— AIM OF THE EXERCISE —
Swap "Example" for "Sample" and give the records again, otherwise unchanged, from their start through the line holding "[1294,640,1345,668]", inclusive.

— GIVEN ENTRIES —
· · · ·

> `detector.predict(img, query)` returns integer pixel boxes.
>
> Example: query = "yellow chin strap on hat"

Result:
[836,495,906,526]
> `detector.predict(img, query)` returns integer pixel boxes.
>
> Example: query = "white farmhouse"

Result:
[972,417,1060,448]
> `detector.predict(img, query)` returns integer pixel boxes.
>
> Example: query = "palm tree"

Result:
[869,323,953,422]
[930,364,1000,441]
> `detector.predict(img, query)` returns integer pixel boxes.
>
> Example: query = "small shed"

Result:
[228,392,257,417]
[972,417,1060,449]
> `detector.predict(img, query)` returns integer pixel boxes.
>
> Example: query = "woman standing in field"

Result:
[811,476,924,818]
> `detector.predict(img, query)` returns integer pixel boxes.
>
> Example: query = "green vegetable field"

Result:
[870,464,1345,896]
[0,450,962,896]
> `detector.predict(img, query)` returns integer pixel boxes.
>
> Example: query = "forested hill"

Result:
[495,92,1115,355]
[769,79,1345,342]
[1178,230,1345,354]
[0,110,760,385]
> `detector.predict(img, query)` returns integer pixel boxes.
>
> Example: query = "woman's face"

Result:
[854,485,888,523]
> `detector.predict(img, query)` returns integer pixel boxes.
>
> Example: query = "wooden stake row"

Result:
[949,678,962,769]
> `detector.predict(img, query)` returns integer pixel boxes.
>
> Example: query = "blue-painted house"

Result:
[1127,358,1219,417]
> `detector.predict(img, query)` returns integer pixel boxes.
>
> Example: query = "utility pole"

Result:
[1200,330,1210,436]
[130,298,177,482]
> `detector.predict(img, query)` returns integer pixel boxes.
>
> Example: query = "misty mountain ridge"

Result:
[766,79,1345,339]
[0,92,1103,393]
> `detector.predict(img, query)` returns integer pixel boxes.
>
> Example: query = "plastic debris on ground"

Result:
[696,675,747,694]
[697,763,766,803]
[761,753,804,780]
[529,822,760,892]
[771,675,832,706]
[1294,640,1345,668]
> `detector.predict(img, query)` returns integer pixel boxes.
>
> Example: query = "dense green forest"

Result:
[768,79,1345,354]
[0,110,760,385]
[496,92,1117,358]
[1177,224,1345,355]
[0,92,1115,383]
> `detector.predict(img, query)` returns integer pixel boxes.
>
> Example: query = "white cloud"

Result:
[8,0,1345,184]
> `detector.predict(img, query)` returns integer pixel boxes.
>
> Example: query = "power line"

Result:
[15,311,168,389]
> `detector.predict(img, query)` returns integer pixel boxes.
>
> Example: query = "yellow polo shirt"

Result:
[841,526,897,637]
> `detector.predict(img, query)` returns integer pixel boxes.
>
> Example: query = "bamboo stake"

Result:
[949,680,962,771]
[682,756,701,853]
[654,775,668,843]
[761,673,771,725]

· · · ·

— WRITTEN ANSWER —
> `detector.predict(img, query)` returns integer pixel boxes.
>
> Sample: query = "yellow chin strap on hat"

Result:
[836,495,906,526]
> `detector.predict(img, query)` returns integer pixel boxes.
>
> Sample: query = "white farmhouse"

Result:
[972,417,1060,448]
> `detector.predict(img, query)` returns integer pixel boxes.
>
> Sample: query = "palm tree"

Result:
[869,323,953,422]
[930,364,1000,441]
> `detector.predict(img, query)` returns integer pixel boxes.
>
> Sample: query = "small shed"

Result:
[228,392,257,417]
[972,417,1060,449]
> `detector.predict(img, query)` returns integer pixel boxes.
>
> Sample: query = "woman standing in field"

Result:
[811,476,924,818]
> `detector.predict(img, query)` returns integer pixel boxes.
>
> Sample: query = "green vegetable field"

Result:
[870,464,1345,896]
[0,450,962,896]
> `detector.predict(img, query)` returns integer pixel boxes.
>
> Sample: query = "forested hill"

Result:
[495,92,1115,355]
[769,79,1345,342]
[1178,230,1345,354]
[0,110,760,385]
> `detector.predict(img, query)` returns integer pixel boxes.
>
> Sample: query = "woman's face"

Result:
[854,485,888,523]
> `detector.predict(img, query)` returns integer pixel boxes.
>
> Sample: query = "wooden stake row"

Result:
[949,678,962,769]
> `detector.predict(img, query)` returns integer pixel boxes.
>
> Sample: query = "blue-painted house"

Result:
[1127,358,1219,417]
> `detector.predict(img, query)` returns integer pixel boxes.
>
> Sample: query = "utility pole"

Result:
[1200,330,1210,436]
[130,298,177,482]
> `detector.predict(img, query)` returns integer pixel boxes.
>
> Sample: query = "misty mountain ridge"

Result:
[766,79,1345,339]
[0,92,1103,393]
> `detector.predict(img, query)` returns integer pixel boxes.
>
> Sample: query = "plastic debris on ground"

Result:
[696,675,747,694]
[697,763,766,803]
[761,753,804,780]
[529,822,760,892]
[771,675,832,706]
[1294,640,1345,668]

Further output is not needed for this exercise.